## About this task
Write out the whole listing, matching it exactly.

** Opening Task data block **

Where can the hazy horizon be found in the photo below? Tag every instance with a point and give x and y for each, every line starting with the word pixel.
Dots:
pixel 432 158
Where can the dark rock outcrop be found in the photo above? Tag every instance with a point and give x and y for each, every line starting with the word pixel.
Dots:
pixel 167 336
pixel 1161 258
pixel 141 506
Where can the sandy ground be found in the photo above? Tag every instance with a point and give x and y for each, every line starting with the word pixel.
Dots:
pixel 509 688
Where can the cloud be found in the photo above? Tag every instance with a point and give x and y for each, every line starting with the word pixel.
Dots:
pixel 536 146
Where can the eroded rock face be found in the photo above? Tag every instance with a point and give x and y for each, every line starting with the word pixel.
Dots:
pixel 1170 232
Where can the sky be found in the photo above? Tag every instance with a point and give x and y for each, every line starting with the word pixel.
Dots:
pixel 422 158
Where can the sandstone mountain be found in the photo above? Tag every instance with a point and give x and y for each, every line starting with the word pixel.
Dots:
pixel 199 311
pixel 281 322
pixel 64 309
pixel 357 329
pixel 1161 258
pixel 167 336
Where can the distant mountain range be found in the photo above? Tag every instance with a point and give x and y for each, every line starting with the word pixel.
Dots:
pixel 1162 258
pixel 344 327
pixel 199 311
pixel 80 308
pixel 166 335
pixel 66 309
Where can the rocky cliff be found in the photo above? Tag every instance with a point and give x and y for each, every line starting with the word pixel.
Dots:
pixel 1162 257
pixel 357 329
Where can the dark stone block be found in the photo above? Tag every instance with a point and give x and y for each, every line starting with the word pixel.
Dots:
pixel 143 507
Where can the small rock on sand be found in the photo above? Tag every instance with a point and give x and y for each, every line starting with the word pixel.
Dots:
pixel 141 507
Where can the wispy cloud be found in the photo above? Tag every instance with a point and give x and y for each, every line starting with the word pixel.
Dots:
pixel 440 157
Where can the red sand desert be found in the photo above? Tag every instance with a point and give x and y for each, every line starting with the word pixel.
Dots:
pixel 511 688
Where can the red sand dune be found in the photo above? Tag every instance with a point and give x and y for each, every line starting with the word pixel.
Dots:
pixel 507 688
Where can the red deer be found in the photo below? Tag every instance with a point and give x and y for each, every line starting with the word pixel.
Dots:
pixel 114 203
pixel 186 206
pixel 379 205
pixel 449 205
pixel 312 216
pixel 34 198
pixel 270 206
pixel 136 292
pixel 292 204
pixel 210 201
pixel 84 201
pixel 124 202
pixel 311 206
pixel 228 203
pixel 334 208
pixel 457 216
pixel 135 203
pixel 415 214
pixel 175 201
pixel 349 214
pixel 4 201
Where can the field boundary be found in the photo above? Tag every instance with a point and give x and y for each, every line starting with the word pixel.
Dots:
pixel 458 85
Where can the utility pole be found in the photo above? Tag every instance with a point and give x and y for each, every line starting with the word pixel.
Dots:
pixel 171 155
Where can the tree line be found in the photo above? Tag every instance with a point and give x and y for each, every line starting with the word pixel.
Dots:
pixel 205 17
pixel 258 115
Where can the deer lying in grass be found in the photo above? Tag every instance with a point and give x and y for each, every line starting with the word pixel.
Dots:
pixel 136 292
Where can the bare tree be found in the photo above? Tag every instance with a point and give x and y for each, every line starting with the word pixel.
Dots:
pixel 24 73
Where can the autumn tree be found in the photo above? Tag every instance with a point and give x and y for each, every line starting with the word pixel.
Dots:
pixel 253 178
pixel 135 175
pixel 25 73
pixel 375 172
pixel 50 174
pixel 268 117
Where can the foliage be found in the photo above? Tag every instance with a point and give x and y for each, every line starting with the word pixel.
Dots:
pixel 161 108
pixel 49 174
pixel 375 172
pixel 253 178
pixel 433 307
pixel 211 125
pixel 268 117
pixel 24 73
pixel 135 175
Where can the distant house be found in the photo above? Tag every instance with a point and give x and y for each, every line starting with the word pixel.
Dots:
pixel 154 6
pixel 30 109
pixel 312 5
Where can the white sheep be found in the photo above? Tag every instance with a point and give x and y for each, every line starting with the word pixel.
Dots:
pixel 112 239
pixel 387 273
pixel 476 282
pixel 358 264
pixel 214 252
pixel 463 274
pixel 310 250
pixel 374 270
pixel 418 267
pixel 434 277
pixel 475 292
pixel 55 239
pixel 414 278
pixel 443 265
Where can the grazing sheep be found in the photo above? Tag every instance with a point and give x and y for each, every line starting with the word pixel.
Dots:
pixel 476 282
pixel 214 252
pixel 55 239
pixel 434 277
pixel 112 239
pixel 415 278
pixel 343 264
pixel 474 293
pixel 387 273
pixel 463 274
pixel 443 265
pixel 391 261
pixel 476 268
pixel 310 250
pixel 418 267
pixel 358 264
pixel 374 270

** Closing Task data block **

## Solution to the problem
Where can the hazy horizon be found in the photo below? Tag every instance with a point and give x and y for each, every line starting with the word pixel.
Dots:
pixel 432 158
Where can the dark rock outcrop be found in the photo above? Tag every instance with a point and give x and y for each, every line starting with the word pixel.
Dots:
pixel 167 336
pixel 1161 258
pixel 141 506
Where can the sandy ground be found in the photo above? Tag every instance with a point and give x and y for each, every line starting with the word pixel.
Dots:
pixel 509 688
Where can the cloud be found in the photo above? Tag every instance with a point and give x and y for each, every line starting with the word pixel.
Dots:
pixel 536 146
Where can the eroded rock face be found in the photo above? Tag every instance with a point and give x and y for each, every line starting with the word pixel.
Dots:
pixel 1170 232
Where can the sky be found in the photo above? Tag every instance with a point and give x and y for each, every line starting with the word pixel.
Dots:
pixel 422 158
Where can the sandstone mountain be found in the photo above? Tag every instance with a point and give x and y for each, every line starting with the word pixel.
Dots:
pixel 199 311
pixel 281 322
pixel 64 309
pixel 357 329
pixel 1161 258
pixel 167 336
Where can the distant mountain range be found in the photo above? Tag every instance with a point and give x and y for each, every line starting with the word pixel.
Dots:
pixel 1162 258
pixel 344 327
pixel 199 311
pixel 80 308
pixel 166 335
pixel 66 309
Where can the rocky cliff be found in the photo above? Tag every instance with a point and give x and y for each, every line starting with the word pixel.
Dots:
pixel 1162 257
pixel 357 329
Where can the dark stone block be found in the photo above? Tag every instance with a point and give x and y for each, every line starting with the word pixel.
Dots:
pixel 143 507
Where can the small rock on sand be found in the photo above? Tag every instance with a point and give x and y for each, every line starting with the word pixel.
Dots:
pixel 141 507
Where can the wispy cloud be found in the photo above? Tag every instance with a point and give x and y for each, every line starting with the word pixel.
Dots:
pixel 440 157
Where can the red sand desert be found in the photo above? Tag every instance with a point and give x and y for each, every line starting with the word pixel.
Dots:
pixel 511 688
Where can the red sand dune be found in the photo above? Tag every instance with a point and give x and y for each, every line starting with the word pixel.
Dots:
pixel 507 688
Where can the red deer be found in the photo below? Tag every instance with a point and give x and y for each, every line starting with the word pixel.
Dots:
pixel 114 203
pixel 186 206
pixel 379 205
pixel 449 205
pixel 312 216
pixel 34 198
pixel 270 206
pixel 136 292
pixel 292 204
pixel 210 201
pixel 84 201
pixel 124 202
pixel 311 206
pixel 228 203
pixel 334 208
pixel 457 216
pixel 135 203
pixel 415 214
pixel 175 201
pixel 349 214
pixel 4 201
Where can the field boundary be found in the photo above? Tag every instance with a point and give x and y for each, every line starting with the word pixel.
Dots:
pixel 458 85
Where can the utility pole be found in the photo above? Tag every instance with a point and give x and y for each, every line starting with the word pixel.
Dots:
pixel 171 155
Where can the tree line be found in the photo above? Tag every instance with a point and give x and y for each, every line starting with the word pixel.
Dots:
pixel 205 17
pixel 258 115
Where can the deer lying in grass be found in the photo above? Tag every instance with a point and give x and y for each, every line starting with the word pixel.
Dots:
pixel 136 292
Where can the bare tree be found in the photo above? Tag every instance with a point and give x and y for each, every line starting with the word pixel.
Dots:
pixel 24 73
Where can the autumn tree be found in the photo above? Tag every instance with a point and give x and y for each, every line starting with the word pixel.
Dots:
pixel 253 178
pixel 135 175
pixel 25 73
pixel 375 172
pixel 50 174
pixel 268 117
Where can the foliage be found in the photo above? Tag every instance with a point and give x and y for each, every line starting with the word pixel.
Dots:
pixel 161 108
pixel 49 174
pixel 375 172
pixel 253 178
pixel 433 307
pixel 211 125
pixel 268 117
pixel 24 73
pixel 135 175
Where can the distant house be found in the photo above? Tag every instance with a point and give x and y for each, every line starting with the word pixel.
Dots:
pixel 154 6
pixel 30 109
pixel 312 5
Where can the white sheep be found in the photo above? Tag every instance with a point and give x and y for each, every line starting with the word pixel.
Dots:
pixel 112 239
pixel 387 273
pixel 476 282
pixel 358 264
pixel 214 252
pixel 463 274
pixel 310 250
pixel 374 270
pixel 418 267
pixel 434 277
pixel 475 292
pixel 55 239
pixel 414 278
pixel 443 265
Where can the grazing sheep be found in the photo above? Tag every instance with a point and give x and y for each, every line starting with the word pixel.
Dots:
pixel 476 282
pixel 214 252
pixel 55 239
pixel 434 277
pixel 112 239
pixel 415 278
pixel 343 264
pixel 474 293
pixel 387 273
pixel 463 274
pixel 443 265
pixel 391 261
pixel 476 268
pixel 310 250
pixel 418 267
pixel 358 264
pixel 374 270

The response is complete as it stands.